Segment Open

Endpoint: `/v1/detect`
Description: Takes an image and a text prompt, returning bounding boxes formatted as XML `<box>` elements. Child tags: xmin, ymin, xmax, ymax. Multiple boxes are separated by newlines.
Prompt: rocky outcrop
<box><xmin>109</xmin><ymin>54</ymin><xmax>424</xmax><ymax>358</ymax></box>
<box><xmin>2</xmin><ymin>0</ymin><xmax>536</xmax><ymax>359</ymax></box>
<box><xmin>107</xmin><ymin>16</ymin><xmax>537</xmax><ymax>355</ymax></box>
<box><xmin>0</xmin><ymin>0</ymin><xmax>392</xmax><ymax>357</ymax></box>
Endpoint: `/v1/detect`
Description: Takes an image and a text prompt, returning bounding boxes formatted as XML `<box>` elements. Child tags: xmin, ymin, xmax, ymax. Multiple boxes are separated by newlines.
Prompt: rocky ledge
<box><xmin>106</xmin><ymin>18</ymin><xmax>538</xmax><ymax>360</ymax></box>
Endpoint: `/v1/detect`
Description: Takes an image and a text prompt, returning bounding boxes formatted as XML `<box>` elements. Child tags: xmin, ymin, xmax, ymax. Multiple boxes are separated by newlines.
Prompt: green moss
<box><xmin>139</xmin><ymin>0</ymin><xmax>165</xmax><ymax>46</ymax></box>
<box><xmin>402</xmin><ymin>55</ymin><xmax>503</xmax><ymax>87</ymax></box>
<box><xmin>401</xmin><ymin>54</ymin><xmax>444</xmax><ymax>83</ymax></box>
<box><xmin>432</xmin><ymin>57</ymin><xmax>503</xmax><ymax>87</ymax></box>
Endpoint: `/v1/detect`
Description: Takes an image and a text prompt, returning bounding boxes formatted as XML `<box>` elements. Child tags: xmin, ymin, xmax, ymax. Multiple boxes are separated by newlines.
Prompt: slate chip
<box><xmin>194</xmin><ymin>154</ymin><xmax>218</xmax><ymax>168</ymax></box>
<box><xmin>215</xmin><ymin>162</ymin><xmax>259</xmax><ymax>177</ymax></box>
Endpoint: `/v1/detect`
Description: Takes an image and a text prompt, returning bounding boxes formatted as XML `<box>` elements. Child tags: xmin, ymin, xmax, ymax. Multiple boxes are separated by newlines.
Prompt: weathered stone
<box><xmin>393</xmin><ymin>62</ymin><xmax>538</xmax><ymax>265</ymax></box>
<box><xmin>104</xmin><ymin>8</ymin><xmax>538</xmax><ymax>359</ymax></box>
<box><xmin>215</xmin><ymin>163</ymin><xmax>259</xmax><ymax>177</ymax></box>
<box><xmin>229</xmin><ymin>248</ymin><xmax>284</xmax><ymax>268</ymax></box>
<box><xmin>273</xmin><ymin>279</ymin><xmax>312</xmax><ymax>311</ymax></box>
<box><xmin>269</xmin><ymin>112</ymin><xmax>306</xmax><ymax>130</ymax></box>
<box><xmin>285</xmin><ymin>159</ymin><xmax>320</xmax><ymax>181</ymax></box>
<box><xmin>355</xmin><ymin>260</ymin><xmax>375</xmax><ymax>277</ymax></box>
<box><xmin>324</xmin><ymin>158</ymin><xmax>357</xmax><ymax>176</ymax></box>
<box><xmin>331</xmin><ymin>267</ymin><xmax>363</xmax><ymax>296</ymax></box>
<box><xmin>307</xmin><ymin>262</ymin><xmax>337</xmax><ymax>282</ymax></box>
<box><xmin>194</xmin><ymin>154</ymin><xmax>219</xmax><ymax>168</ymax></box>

Segment Closed

TASK TO CARRY OUT — Return exactly the lines of the data, and only those, from the line with "Prompt: slate chip" through the last line, inclusive.

RESULT BELOW —
Prompt: slate chip
<box><xmin>194</xmin><ymin>154</ymin><xmax>218</xmax><ymax>168</ymax></box>
<box><xmin>215</xmin><ymin>162</ymin><xmax>259</xmax><ymax>177</ymax></box>
Endpoint: `/v1/detect`
Description: Takes an image and a text prompt, returning bounding boxes formatted as XML `<box>` elements. Child tags: xmin, ymin, xmax, ymax. Multiple boxes are separated by newlines.
Prompt: weathered stone
<box><xmin>393</xmin><ymin>62</ymin><xmax>538</xmax><ymax>265</ymax></box>
<box><xmin>104</xmin><ymin>8</ymin><xmax>538</xmax><ymax>359</ymax></box>
<box><xmin>215</xmin><ymin>163</ymin><xmax>259</xmax><ymax>177</ymax></box>
<box><xmin>229</xmin><ymin>248</ymin><xmax>284</xmax><ymax>268</ymax></box>
<box><xmin>273</xmin><ymin>279</ymin><xmax>312</xmax><ymax>311</ymax></box>
<box><xmin>269</xmin><ymin>112</ymin><xmax>306</xmax><ymax>130</ymax></box>
<box><xmin>285</xmin><ymin>159</ymin><xmax>320</xmax><ymax>181</ymax></box>
<box><xmin>355</xmin><ymin>260</ymin><xmax>375</xmax><ymax>277</ymax></box>
<box><xmin>324</xmin><ymin>158</ymin><xmax>357</xmax><ymax>176</ymax></box>
<box><xmin>331</xmin><ymin>267</ymin><xmax>363</xmax><ymax>296</ymax></box>
<box><xmin>307</xmin><ymin>262</ymin><xmax>337</xmax><ymax>282</ymax></box>
<box><xmin>194</xmin><ymin>154</ymin><xmax>219</xmax><ymax>168</ymax></box>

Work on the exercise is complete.